▶ [Objectif 1]:
Pouvez-vous reproduire fidèlement le passage du texte ci-dessous sur les funérailles à Mycone, de « Le quarantième jour » jusqu'à « fait sans lamentation. » inclus ?

▶ [Texte]:
....

We offer the friends of Hellenismos the famous episode of the Vrykolakas, or Greek Vampire, as witnessed and narrated by the French Traveller Joseph P. de Tournefort in the island of Mykonos,

The First of January, 1701

 

JOSEPH  P.  DE  TOURNEFORT

 

VOYAGE

D’UN BOTANISTE

 

L’ARCHIPEL GREC

 

Lettre 3

 

[…] à l’égard des cérémonies dont on vient de parler, elles varient suivant les lieux ; voici celles que nous avons vues pratiquer à Mycone, où nous passâmes un hiver.

    Dès qu’une personne a rendu l’âme, on sonne comme l’on fait dans ce pays-ci pour une messe basse ; les parents, les amis, les pleureuses font leurs complaintes autour du corps que l’on porte à l’église peu de temps après, le plus souvent même on n’attend pas qu’il soit froid : on s’en débarrasse sans s’informer s’il est mort, quoiqu’il fût encore en vie. Le convoi s’arrête au milieu de la principale place ; on y pleure fort amèrement, au moins en apparence ; les papas disent l’office des mort autour du corps, après quoi on le porte à l’église, où il est inhumé dès que l’on a récité quelques oraisons accompagnées de pleurs, de gémissements, de sanglots feints où véritables.

    Le lendemain on sonne encore les cloches ; on sert un colyva dans la maison, sur un tapis étendu par terre ; les parents, les amis, se rangent à l’entour ; on pleure pendant deux heures, tandis que l’on dit la messe des morts à l’église. Le soir on porte un autre colyva avec une bouteille de vin ; les parents et les enfants du mort qui sont mariés en envoient autant. Les plats sont distribués aux papas, qui récitent l’office ; chacun mange et boit comme il entend, à condition que l’on pleurera de temps en temps par bienséance.

    Le troisième jour au matin on envoie d’autres colyvas, et comme l’on ne dit qu’une messe par jour dans chaque église les papas prennent leurs plats et s’en vont célébrer dans leurs chapelles. Les autres jours jusqu’au neuf, on dit seulement des messes ; le neuvième jour on fait la même cérémonie que le troisième.

    Le quarantième jour après le décès, à la fin du troisième mois, du sixième, du neuvième et au bout de l’an, on répète la même chose que le troisième jour ; bien entendu que l’on ne manque pas d’y pleurer. Tous les ans les héritiers font porter le colyva à l’église, le jour du décès de leur père et de leur mère : c’est pour cette fois que la cérémonie se fait sans lamentation.

....

▶ [Matériel de l'exercice]:
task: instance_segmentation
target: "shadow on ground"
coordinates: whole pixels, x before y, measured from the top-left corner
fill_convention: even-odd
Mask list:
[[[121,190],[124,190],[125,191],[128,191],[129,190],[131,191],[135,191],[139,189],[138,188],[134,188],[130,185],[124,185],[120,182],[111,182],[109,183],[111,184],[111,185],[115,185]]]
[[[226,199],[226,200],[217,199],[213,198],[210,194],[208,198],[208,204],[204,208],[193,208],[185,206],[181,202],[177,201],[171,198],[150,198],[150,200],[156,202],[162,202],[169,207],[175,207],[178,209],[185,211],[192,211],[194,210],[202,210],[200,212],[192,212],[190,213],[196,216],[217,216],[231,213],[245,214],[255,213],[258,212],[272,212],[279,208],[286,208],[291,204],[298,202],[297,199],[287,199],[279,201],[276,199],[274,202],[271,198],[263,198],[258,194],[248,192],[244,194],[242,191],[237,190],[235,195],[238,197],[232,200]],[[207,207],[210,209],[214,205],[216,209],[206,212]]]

....

▶ [Objectif 2]:
Pouvez-vous recopier mot pour mot chacune des lignes de tous les enregistrements ci-dessus ?

▶ [Réponse 1]:
Le quarantième jour après le décès, à la fin du troisième mois, du sixième, du neuvième et au bout de l’an, on répète la même chose que le troisième jour ; bien entendu que l’on ne manque pas d’y pleurer. Tous les ans les héritiers font porter le colyva à l’église, le jour du décès de leur père et de leur mère : c’est pour cette fois que la cérémonie se fait sans lamentation.

▶ [Réponse 2]:
task: instance_segmentation
target: "shadow on ground"
coordinates: whole pixels, x before y, measured from the top-left corner
fill_convention: even-odd
Mask list:
[[[121,190],[124,190],[125,191],[128,191],[129,190],[131,191],[135,191],[139,189],[138,188],[134,188],[130,185],[124,185],[120,182],[111,182],[109,183],[111,184],[111,185],[115,185]]]
[[[226,199],[226,200],[217,199],[213,198],[210,194],[208,198],[208,204],[204,208],[193,208],[185,206],[181,202],[177,201],[171,198],[150,198],[150,200],[156,202],[162,202],[169,207],[175,207],[178,209],[185,211],[192,211],[194,210],[202,210],[200,212],[192,212],[190,213],[196,216],[217,216],[231,213],[245,214],[255,213],[258,212],[272,212],[279,208],[286,208],[291,204],[298,202],[297,199],[287,199],[279,201],[276,199],[274,202],[271,198],[263,198],[258,194],[248,192],[244,194],[242,191],[237,190],[235,195],[238,197],[232,200]],[[207,207],[210,209],[214,205],[216,209],[206,212]]]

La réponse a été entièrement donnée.